(Aufgabe 1) Wie viele Gäste erwartet Horst Teltschik laut dem Textabschnitt über die Münchner Sicherheitskonferenz?
(Aufgabe 2) Setze den Textabschnitt über die Münchner Sicherheitskonferenz nach seinem letzten Satz fort.

(Textabschnitt)
______________________________

Frankfurter Rundschau
07. Februar 2007


Das Orakel von München

von Otfried Nassauer

Es ist wie ein Ritual: Seit über 40 Jahren pilgert die sicherheitspolitische Elite des Westens Anfang Februar nach München. Treffpunkt ist der Bayerische Hof, ein altehrwürdiges Nobelhotel. Anlass ist die Wehrkundekonferenz. Heute heißt sie Sicherheitskonferenz. München ist für Sicherheitspolitiker das, was für die ökonomische Elite das Weltwirtschaftsforum in Davos ist. Hier wird die Agenda für das kommende Jahr diskutiert. Beschlüsse werden zwar nicht gefasst, wohl aber Weichen gestellt.

Der Teilnehmerkreis ist illuster. Horst Teltschik, Kanzleramtsminister unter Helmut Kohl, erwartet also Organisator 250 bis 270 Gäste, darunter Kanzlerin Merkel, den russischen Präsidenten Putin, den neuen US-Verteidigungsminister Bob Gates, Javier Solana für die Europäische Union und den NATO-Generalsekretär Jaap de Hoop Scheffer. Natürlich werden auch Verteidigungsminister Jung und Außenminister Steinmeier nicht fehlen.

Die Tagesordnung ist allgemein gehalten. Es geht um die EU als regionales Modell für einen Friedens-, Sicherheits- und Wohlstandsraum, die globale Verantwortung der NATO, den Friedensprozess im Nahen und Mittleren Osten und um asymmetrische Bedrohungsszenarien wie den internationalen Terrorismus. Präzise Fragestellungen stören, wenn hohe Entscheitungsträger kommen und das Wort ergreifen. Sie haben oft ihre eigene Agenda. Vage Themen lassen dafür Platz.

______________________________

(Datensätze)

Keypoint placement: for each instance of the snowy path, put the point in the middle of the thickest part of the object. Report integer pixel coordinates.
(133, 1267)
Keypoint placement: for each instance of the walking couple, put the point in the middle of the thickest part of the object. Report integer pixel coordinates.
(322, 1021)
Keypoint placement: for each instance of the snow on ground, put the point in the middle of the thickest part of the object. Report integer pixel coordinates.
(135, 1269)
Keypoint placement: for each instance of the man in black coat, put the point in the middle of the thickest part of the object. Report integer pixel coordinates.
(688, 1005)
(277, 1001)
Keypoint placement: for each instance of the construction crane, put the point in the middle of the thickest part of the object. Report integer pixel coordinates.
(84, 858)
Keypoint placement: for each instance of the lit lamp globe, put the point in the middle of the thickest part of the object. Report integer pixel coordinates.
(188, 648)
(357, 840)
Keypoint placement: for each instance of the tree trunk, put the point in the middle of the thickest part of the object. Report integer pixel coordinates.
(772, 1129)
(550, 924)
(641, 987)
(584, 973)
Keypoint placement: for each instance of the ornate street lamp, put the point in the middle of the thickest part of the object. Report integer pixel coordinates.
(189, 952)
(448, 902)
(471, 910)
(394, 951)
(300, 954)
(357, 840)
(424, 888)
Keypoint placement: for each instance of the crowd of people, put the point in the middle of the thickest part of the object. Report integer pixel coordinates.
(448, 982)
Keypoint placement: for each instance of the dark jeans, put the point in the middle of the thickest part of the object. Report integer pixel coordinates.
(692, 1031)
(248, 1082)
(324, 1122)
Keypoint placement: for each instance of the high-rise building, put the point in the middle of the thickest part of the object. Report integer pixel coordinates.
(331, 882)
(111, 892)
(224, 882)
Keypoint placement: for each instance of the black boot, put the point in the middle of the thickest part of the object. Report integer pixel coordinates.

______________________________

(Lösung 1) 250 bis 270 Gäste.

(Lösung 2)
Auffällig ist, dass wichtige strittige Themen wie der Balkan, Afghanistan oder der Irak fehlen. Mangelnde Aktualität ist nicht der Grund. Für den Balkan hat der finnische Vermittler Marti Ahtisari soeben seinen Plan zum künftigen Status des Kosovo vorgelegt. Für den Irak präsentierte US-Präsident Bush im Januar eine neue Strategie, mit der ein Scheitern verhindert werden soll. In Afghanistan sieht sich die NATO 2007 vor dem entscheidenden Kampf gegen Taliban und Al Kaida. Alle diese Themen begleiten westliche Sicherheitspolitik seit Jahren. Sie zeigen, mit welch großen Schwierigkeiten westliche Versuche verbunden sind, Staaten nach Interventionen wieder aufzubauen. Auf all diesen Baustellen gibt es noch viel Arbeit. Doch wie diese geleistet werden soll, ist kontrovers.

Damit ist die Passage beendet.